◆ **Passage**
##########
Updated: Jun 25, 2021
I am a huge fan of adapting games for the purpose of extending children's learning. It is important to make learning exciting for students with interactive activities. There are a vast number of learning resource games available to buy, but it's always fun to take a generally well-known game that children may already be familiar with and adapting it to extend their learning. The more active and creative the learning activity, the more engaged the children will be!
I have previously adapted the game Guess Who. I replaced the face pictures with numbers. The rules of the game remained the same, ask yes or no questions to determine the card selected by your opponent. This meant the children were having to ask questions around numbers being odd/even, greater than/less than, divisible by, multiplied by, etc. The adapted game encouraged the use of mathematical terminology and developed a deeper understanding of numbers.
Some of the types of questions we used included:
Is it an odd/even number?
Is it divisible by?
Is it greater/less than?
Does it have two tens in the number?
Can it be multiplied by?
After the huge success of the Guess Who adapted game, I went on to explore how a firm favourite children's game, Twister, could be adapted. Twister is a game that involves lots of gross motor skills development. By using a board pen on the coloured spots I managed to transform it into a times table practice game. The kinaesthetic and active approach to learning times tables was a roaring success! Note - I used a tiny amount of the cleaning product 'The pink stuff' to remove the board pen numbers after which worked brilliantly to restore the original mat.
##########
◆ **Data excerpt**

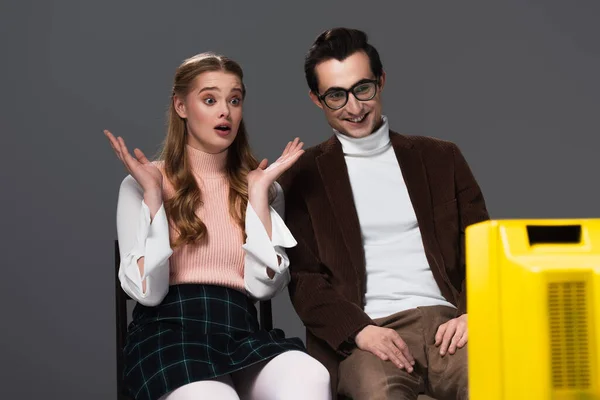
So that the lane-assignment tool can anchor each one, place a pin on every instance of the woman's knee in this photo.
##########
◆ **Requirements**
A. In the passage on adapting classroom games, what did the writer use in place of the face pictures in Guess Who?
B. From the passage on adapting classroom games, return the stretch from "I have previously" through "understanding of numbers.", copied word for word.

◆ **Completed exercise**
A. Numbers.

B.
I have previously adapted the game Guess Who. I replaced the face pictures with numbers. The rules of the game remained the same, ask yes or no questions to determine the card selected by your opponent. This meant the children were having to ask questions around numbers being odd/even, greater than/less than, divisible by, multiplied by, etc. The adapted game encouraged the use of mathematical terminology and developed a deeper understanding of numbers.